Collected data entries
_ _ _ _ _ _ _
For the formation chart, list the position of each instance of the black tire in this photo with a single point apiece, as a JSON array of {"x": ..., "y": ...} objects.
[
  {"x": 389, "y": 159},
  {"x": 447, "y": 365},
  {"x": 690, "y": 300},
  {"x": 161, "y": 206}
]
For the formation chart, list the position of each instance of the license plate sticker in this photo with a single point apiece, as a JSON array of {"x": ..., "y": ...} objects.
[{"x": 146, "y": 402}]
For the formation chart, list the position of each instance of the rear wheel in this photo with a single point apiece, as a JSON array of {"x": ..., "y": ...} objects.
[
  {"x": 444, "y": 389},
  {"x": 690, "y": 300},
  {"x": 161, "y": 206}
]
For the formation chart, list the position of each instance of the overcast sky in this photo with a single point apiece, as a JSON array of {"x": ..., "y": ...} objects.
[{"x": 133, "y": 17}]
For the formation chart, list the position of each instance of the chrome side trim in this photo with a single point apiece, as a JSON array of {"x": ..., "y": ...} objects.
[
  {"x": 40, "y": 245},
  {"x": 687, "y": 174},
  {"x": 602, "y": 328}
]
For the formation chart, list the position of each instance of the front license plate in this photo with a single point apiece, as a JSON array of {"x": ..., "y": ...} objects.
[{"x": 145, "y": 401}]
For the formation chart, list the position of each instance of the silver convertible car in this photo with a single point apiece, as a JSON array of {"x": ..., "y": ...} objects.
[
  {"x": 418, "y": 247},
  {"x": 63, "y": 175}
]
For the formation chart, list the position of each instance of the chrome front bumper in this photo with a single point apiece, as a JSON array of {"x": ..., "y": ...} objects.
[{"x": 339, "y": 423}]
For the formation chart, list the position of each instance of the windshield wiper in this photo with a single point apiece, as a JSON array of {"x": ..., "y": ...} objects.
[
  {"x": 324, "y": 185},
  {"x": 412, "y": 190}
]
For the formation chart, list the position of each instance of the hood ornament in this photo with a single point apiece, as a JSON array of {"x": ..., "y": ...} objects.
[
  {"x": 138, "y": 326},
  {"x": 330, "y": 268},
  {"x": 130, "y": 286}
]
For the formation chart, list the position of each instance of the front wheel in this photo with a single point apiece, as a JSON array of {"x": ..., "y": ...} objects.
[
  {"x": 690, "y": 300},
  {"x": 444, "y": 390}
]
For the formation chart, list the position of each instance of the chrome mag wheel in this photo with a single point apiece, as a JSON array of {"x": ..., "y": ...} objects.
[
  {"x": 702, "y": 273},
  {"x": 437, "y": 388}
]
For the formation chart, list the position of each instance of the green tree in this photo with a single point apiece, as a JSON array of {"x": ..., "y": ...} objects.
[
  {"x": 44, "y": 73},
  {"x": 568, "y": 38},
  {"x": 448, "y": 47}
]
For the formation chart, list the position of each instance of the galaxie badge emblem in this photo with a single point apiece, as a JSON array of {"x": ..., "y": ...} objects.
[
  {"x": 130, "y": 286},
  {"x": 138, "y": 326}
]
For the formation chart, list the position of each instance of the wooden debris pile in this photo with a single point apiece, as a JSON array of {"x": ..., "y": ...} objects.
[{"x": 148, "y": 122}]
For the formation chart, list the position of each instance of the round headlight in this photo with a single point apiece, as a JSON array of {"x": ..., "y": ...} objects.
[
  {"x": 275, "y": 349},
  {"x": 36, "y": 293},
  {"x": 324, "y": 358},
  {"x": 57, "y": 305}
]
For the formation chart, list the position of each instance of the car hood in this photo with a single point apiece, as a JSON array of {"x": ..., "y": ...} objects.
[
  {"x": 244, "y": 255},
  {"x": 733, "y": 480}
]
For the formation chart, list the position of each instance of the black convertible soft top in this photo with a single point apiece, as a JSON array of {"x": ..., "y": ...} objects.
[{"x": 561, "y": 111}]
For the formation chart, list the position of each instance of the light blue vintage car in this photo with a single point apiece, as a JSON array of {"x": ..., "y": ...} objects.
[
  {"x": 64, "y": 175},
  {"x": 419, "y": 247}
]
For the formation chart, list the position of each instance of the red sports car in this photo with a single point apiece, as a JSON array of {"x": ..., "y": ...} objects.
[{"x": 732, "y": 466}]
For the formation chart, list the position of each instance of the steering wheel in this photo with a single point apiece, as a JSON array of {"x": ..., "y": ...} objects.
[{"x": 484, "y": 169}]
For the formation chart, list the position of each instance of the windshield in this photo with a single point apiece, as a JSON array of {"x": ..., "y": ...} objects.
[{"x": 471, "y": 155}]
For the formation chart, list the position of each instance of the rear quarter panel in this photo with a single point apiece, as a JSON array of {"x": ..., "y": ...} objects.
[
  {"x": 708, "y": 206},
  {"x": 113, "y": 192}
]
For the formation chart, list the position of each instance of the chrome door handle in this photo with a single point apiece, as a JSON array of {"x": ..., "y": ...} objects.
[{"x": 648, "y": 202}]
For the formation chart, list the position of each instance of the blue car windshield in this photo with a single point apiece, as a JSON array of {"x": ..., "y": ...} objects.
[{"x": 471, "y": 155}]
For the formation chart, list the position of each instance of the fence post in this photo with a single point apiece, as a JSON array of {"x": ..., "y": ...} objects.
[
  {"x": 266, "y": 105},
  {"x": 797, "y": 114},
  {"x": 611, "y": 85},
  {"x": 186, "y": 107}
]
_ _ _ _ _ _ _
All of the entries must be written out exactly as they stand.

## Exercise output:
For the formation chart, list the position of each instance of the black tire in this photo with a single point apiece, as a JSON array of {"x": ..., "y": ...} objects.
[
  {"x": 389, "y": 159},
  {"x": 447, "y": 365},
  {"x": 690, "y": 300},
  {"x": 161, "y": 206}
]
For the formation chart, list the position of each instance of the license plate sticker in this photo with a single point apiece, as a JSON array of {"x": ..., "y": ...} objects.
[{"x": 146, "y": 402}]
For the formation chart, list the position of each instance of the rear wheel in this photo with a single point apiece, as a JSON array of {"x": ..., "y": ...} objects.
[
  {"x": 444, "y": 389},
  {"x": 690, "y": 300},
  {"x": 161, "y": 206}
]
For the formation chart, list the position of each instance of the overcast sky in this photo with a single point apiece, as a JSON array of {"x": ..., "y": ...} objects.
[{"x": 133, "y": 17}]
For the formation chart, list the position of each instance of the chrome side trim in this photo with a single point apiece, as a JSON array of {"x": ..., "y": ...} objects.
[
  {"x": 40, "y": 245},
  {"x": 687, "y": 174},
  {"x": 602, "y": 328}
]
For the formation chart, list the position of each instance of the front license plate in this photo with a single point apiece, as a JSON array of {"x": ..., "y": ...} objects.
[{"x": 145, "y": 401}]
For the formation chart, list the position of each instance of the silver convertible car in this photo with a single point apiece, as a JSON array of {"x": ..., "y": ...} objects.
[
  {"x": 418, "y": 247},
  {"x": 63, "y": 175}
]
For the formation chart, list the position of each instance of the chrome front bumper in this photo with a single point apiece, as a JSON array of {"x": ..., "y": ...} objects.
[{"x": 339, "y": 423}]
For the formation chart, list the position of each instance of the windshield wiper in this photo with a single point apiece, as a JSON array of {"x": ..., "y": ...} objects.
[
  {"x": 324, "y": 185},
  {"x": 412, "y": 190}
]
For the formation chart, list the position of each instance of the hood ornament in this photo with a single point apiece, as a JSON array of {"x": ..., "y": ...} objects.
[
  {"x": 138, "y": 326},
  {"x": 330, "y": 268},
  {"x": 130, "y": 286}
]
For the formation chart, list the position of each instance of the front wheel in this photo with a single point apiece, as a JSON array of {"x": ..., "y": ...} objects.
[
  {"x": 690, "y": 300},
  {"x": 444, "y": 390}
]
For the formation chart, list the position of each instance of the chrome mag wheel in this photo with a single point apiece, as a JSON array of {"x": ..., "y": ...} objects.
[
  {"x": 702, "y": 273},
  {"x": 437, "y": 388}
]
For the formation chart, list the position of each instance of the green tree in this photo with a single point apiece, as a JSON array of {"x": ..., "y": ...} objects.
[
  {"x": 44, "y": 73},
  {"x": 568, "y": 38},
  {"x": 448, "y": 47}
]
For the formation chart, list the position of each instance of the galaxie badge emblem in this photo with a single point apiece, as a JSON array of {"x": ..., "y": ...} objects.
[
  {"x": 130, "y": 286},
  {"x": 138, "y": 326}
]
For the formation chart, list the position of each instance of the wooden debris pile in this photo with a single point apiece, as a JSON array of {"x": ..., "y": ...} objects.
[{"x": 148, "y": 122}]
For the formation chart, list the position of each instance of the round headlight in this photo with a single point apiece, as a JSON array of {"x": ..., "y": ...} objects.
[
  {"x": 275, "y": 349},
  {"x": 36, "y": 293},
  {"x": 324, "y": 358},
  {"x": 57, "y": 305}
]
For the formation chart, list the position of each instance of the car hood in this photo with a single point apiece, as a JSON array of {"x": ..., "y": ...} objects.
[
  {"x": 244, "y": 255},
  {"x": 733, "y": 480}
]
For the formation chart, list the position of each instance of the black convertible soft top in this photo with a single point apiece, as a JSON array of {"x": ..., "y": ...} objects.
[{"x": 561, "y": 111}]
For the formation chart, list the position of each instance of the light blue vintage car in this photo with a single point apiece, as a JSON array of {"x": ..., "y": ...} objects.
[
  {"x": 64, "y": 175},
  {"x": 419, "y": 247}
]
For the formation chart, list the position of each instance of the red sports car in this photo with a single point apiece, as a JSON array of {"x": ..., "y": ...} objects.
[{"x": 732, "y": 466}]
For the formation chart, list the position of each instance of the steering wheel in this photo with a single point apiece, as a JSON array of {"x": ..., "y": ...} objects.
[{"x": 484, "y": 169}]
For the formation chart, list the position of each instance of the windshield in this photo with a single point apiece, as a JSON array of {"x": ..., "y": ...} objects.
[{"x": 471, "y": 155}]
For the formation chart, list the position of each instance of the rear quarter panel in this photo with a single point apiece, as a JSON array of {"x": ..., "y": ...} objects.
[
  {"x": 708, "y": 206},
  {"x": 113, "y": 192}
]
For the formation chart, list the position of each instance of the chrome door handle in this photo with a single point apiece, as a JSON array of {"x": ..., "y": ...} objects.
[{"x": 648, "y": 202}]
For the formation chart, list the position of each instance of the blue car windshield in this photo with a single point apiece, as a JSON array of {"x": ..., "y": ...} objects.
[{"x": 471, "y": 155}]
For the formation chart, list the position of each instance of the fence post in this photo with a single point apiece, as a JSON array of {"x": ..., "y": ...} objects.
[
  {"x": 266, "y": 105},
  {"x": 797, "y": 114},
  {"x": 611, "y": 85},
  {"x": 186, "y": 107}
]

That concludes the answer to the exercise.